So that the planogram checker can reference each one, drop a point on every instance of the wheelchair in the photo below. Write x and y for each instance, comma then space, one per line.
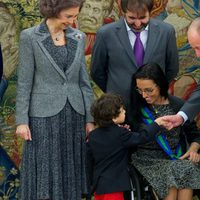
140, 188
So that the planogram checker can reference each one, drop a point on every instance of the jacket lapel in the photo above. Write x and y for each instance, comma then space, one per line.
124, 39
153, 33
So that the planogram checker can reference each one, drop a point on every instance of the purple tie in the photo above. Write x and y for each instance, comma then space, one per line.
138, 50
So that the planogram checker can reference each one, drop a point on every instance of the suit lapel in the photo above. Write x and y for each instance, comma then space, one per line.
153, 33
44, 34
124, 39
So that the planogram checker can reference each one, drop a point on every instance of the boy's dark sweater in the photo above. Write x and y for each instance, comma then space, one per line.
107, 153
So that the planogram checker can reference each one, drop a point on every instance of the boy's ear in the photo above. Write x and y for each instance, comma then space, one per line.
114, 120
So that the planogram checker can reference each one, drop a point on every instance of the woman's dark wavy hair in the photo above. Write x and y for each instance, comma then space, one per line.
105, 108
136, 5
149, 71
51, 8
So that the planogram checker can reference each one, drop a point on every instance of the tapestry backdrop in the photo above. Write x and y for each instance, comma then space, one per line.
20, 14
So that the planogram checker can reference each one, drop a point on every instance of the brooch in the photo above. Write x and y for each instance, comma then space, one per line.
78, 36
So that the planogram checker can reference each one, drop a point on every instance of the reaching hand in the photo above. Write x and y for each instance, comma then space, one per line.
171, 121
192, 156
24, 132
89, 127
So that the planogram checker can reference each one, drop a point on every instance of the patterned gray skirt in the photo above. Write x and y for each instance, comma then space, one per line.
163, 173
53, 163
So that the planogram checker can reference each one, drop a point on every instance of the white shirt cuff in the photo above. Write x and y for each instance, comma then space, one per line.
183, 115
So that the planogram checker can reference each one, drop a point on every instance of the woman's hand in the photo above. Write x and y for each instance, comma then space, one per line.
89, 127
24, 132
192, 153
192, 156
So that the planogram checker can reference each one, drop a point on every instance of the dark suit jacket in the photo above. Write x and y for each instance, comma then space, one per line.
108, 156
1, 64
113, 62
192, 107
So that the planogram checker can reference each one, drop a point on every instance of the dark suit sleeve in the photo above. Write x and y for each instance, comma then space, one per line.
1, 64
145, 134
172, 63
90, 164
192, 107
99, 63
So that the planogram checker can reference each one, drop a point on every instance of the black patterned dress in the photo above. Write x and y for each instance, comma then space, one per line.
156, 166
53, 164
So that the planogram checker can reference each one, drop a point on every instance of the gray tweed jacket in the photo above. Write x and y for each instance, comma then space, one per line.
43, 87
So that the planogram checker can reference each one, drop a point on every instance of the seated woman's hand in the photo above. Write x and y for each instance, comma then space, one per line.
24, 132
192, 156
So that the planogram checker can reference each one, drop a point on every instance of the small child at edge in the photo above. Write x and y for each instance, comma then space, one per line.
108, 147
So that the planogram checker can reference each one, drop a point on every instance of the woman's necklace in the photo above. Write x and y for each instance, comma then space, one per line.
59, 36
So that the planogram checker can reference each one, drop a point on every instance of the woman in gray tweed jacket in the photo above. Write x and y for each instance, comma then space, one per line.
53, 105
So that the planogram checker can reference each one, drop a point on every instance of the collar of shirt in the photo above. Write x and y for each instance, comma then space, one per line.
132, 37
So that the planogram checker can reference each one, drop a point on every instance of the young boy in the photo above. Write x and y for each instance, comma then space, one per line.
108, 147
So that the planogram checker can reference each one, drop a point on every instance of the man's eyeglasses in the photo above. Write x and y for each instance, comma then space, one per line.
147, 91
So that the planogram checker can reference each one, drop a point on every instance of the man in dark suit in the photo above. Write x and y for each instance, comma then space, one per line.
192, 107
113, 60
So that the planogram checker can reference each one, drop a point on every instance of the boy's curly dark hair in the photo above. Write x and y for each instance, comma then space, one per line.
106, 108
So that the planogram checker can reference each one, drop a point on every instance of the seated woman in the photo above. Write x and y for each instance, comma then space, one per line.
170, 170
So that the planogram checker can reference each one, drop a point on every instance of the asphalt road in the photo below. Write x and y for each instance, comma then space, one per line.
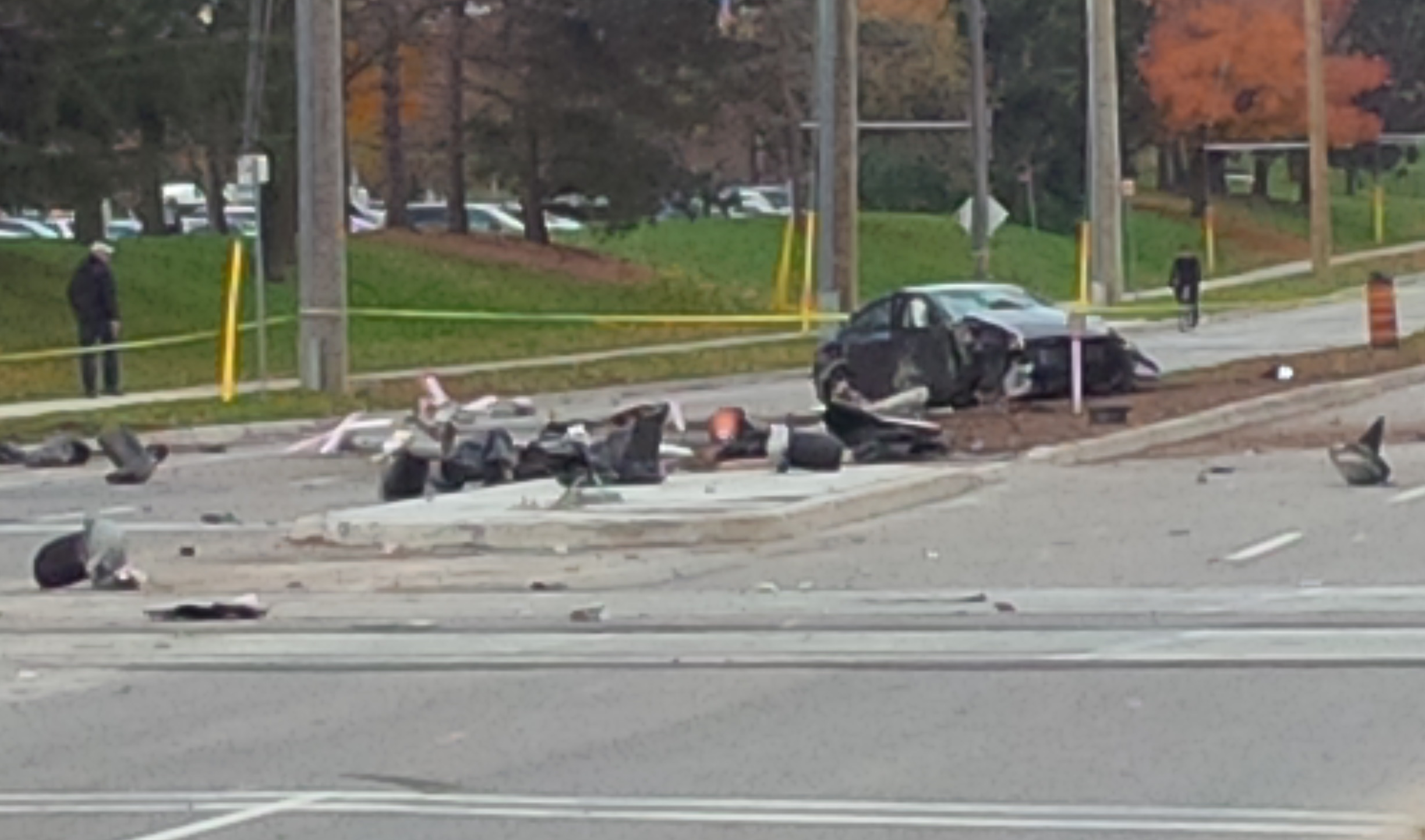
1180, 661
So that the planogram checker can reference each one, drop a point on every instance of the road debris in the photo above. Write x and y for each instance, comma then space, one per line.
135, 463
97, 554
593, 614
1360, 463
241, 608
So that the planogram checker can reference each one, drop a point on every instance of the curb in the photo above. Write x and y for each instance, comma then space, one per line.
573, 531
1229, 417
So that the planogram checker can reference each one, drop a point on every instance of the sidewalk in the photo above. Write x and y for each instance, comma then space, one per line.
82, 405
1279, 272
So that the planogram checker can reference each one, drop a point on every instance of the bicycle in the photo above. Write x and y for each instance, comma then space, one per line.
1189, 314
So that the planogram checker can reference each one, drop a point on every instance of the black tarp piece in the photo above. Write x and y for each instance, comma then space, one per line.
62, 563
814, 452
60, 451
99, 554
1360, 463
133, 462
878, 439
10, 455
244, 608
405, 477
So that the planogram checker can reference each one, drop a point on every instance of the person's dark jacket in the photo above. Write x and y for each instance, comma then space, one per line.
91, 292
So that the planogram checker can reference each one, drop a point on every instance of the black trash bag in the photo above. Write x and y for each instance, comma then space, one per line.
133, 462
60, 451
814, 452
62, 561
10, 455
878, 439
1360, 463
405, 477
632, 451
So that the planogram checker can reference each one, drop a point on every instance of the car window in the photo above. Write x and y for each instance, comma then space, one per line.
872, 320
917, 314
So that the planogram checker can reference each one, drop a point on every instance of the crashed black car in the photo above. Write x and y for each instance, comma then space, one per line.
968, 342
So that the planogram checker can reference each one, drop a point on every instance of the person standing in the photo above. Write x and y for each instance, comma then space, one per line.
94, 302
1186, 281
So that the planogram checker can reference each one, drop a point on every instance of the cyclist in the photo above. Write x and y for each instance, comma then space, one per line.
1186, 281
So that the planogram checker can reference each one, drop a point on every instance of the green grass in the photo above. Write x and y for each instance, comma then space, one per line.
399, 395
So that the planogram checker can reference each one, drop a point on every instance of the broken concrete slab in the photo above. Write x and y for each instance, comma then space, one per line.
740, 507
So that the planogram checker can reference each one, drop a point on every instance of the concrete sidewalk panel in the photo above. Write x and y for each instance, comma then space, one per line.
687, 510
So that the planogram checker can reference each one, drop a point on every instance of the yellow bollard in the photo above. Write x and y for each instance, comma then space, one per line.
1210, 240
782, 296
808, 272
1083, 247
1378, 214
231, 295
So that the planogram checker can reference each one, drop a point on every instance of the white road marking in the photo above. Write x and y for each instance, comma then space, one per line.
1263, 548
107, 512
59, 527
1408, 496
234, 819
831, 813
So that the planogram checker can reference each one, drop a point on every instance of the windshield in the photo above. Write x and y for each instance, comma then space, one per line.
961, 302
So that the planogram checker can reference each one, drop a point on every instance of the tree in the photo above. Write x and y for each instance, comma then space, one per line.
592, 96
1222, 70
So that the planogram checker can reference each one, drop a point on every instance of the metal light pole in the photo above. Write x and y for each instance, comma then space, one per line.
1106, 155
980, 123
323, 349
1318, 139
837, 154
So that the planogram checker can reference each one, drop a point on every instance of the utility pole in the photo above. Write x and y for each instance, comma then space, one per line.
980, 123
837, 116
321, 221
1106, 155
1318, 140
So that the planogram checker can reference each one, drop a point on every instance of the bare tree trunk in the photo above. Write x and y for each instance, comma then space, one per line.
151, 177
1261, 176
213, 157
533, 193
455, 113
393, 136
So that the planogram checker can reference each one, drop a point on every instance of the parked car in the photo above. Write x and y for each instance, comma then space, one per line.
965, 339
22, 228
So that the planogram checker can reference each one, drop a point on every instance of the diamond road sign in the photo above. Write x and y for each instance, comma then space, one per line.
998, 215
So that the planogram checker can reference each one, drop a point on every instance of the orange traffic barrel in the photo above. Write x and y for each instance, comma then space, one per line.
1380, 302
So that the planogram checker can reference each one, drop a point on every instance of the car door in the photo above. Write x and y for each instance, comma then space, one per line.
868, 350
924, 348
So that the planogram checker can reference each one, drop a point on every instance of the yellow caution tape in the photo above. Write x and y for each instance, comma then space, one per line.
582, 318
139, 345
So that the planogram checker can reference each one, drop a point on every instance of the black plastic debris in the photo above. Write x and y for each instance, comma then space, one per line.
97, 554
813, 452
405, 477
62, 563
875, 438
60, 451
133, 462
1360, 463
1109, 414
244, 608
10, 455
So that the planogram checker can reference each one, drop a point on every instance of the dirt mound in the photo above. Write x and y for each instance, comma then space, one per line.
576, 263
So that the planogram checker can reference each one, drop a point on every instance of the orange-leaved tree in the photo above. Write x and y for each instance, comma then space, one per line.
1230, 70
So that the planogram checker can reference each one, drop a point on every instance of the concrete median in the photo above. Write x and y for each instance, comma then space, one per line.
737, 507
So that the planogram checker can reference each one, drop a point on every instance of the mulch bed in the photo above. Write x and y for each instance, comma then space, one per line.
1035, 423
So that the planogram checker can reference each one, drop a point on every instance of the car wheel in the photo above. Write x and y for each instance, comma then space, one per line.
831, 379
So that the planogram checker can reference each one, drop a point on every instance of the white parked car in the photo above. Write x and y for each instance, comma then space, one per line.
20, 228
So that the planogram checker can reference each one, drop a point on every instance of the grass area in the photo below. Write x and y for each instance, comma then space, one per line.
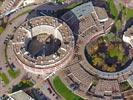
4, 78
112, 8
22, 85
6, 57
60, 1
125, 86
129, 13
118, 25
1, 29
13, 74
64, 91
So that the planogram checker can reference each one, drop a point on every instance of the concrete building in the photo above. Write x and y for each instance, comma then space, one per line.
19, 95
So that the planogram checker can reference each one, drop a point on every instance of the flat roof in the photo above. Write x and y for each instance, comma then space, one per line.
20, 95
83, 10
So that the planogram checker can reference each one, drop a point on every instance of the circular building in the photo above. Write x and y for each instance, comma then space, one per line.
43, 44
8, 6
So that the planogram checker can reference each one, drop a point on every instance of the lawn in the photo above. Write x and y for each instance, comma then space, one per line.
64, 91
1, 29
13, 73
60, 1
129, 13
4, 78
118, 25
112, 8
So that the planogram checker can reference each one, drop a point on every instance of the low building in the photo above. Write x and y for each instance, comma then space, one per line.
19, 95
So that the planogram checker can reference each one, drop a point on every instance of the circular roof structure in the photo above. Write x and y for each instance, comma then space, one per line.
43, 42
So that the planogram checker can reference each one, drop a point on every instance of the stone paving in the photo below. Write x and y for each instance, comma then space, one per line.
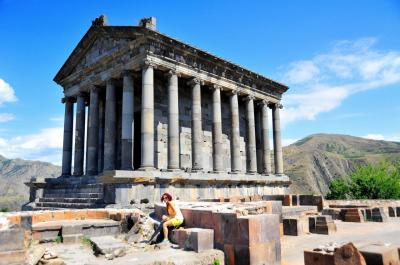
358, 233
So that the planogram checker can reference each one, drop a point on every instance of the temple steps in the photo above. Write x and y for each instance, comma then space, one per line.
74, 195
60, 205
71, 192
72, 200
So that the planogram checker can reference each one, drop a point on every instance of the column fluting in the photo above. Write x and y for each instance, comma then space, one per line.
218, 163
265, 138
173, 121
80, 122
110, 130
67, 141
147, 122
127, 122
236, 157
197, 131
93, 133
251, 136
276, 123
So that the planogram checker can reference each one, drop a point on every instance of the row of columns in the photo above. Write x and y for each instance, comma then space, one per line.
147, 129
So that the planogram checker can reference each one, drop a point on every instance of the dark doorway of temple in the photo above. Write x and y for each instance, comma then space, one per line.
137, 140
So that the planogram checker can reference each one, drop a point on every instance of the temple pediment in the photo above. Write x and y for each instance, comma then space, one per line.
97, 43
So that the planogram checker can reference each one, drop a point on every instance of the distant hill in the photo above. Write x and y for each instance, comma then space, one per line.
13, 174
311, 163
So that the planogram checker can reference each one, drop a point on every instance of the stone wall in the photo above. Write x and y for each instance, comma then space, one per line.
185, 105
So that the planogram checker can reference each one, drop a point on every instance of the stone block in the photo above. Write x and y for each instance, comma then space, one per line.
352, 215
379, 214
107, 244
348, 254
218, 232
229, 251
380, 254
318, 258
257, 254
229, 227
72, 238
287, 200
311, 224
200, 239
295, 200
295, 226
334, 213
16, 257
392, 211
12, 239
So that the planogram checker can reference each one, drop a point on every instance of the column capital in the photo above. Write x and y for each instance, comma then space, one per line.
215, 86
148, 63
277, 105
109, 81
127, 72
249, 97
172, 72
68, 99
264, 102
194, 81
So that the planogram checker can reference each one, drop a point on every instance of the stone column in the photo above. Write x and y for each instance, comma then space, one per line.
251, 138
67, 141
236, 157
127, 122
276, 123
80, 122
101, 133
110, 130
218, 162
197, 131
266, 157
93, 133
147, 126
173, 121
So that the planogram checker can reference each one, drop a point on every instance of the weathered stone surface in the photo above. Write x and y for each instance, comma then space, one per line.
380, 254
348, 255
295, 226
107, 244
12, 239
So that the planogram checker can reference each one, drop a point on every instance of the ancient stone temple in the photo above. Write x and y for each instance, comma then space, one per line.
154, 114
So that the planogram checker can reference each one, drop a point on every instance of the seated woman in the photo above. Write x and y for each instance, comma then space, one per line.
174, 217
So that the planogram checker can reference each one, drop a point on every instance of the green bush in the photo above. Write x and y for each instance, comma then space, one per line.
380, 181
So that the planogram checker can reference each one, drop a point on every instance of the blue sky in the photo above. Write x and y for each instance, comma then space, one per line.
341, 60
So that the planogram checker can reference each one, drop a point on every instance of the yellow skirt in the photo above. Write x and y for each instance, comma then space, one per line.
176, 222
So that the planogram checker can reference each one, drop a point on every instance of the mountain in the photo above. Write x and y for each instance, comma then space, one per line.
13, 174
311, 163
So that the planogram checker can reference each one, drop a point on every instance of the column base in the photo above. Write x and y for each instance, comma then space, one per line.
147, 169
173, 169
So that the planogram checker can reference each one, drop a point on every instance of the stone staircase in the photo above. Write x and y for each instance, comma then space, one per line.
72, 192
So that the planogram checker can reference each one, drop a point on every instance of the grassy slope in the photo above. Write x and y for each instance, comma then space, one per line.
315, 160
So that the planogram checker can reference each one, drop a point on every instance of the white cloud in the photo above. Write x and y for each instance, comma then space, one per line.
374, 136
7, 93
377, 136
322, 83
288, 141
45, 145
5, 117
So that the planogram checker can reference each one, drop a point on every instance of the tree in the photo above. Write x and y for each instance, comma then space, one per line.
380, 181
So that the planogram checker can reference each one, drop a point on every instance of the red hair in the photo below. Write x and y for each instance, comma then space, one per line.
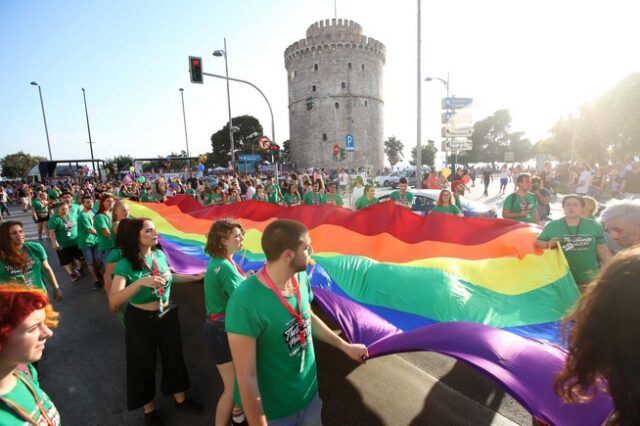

Exercise description
Repeat only the lines from the line with "of the mountain" to the end of the entries, including both the first and the last line, and drop every picture.

Solution to the exercise
So that the planogram checker can reference each one, drop a point on every instance of the mountain in the photo above. Write x and y for each instance, comma then space, one per line.
13, 174
311, 163
So that the planogram checker can reference each one, drop a point on every instance of the column base in the photo above. Write x and y for each instance, comma then space, one per line.
147, 169
173, 169
So that the planogram checker can reference each one, drop a point on every instance of the stone staircase in the photo above. Write x and y for each instance, comma then space, one per line.
72, 192
So that the planogram checker can reference each one, drop a point on every instance of the grassy slope in the photo above. Write x and y for each instance, comma then space, one per line.
315, 160
So that the planogram checker can reference each one, drop a point on every instance of the white cloud in the photo above. Write x and y for each instance, comma then space, one per line.
374, 136
7, 93
377, 136
322, 83
288, 141
45, 145
5, 117
So that the planogram checker can reference each one, drop a point on every instance of the tree in the photo above. Write x and y for each instance, comma then space, one per line.
380, 181
So that the planogram checker can reference each one, drop a point on every instance of the red hair in the photo below. Write x and y for each instance, comma then space, one per line.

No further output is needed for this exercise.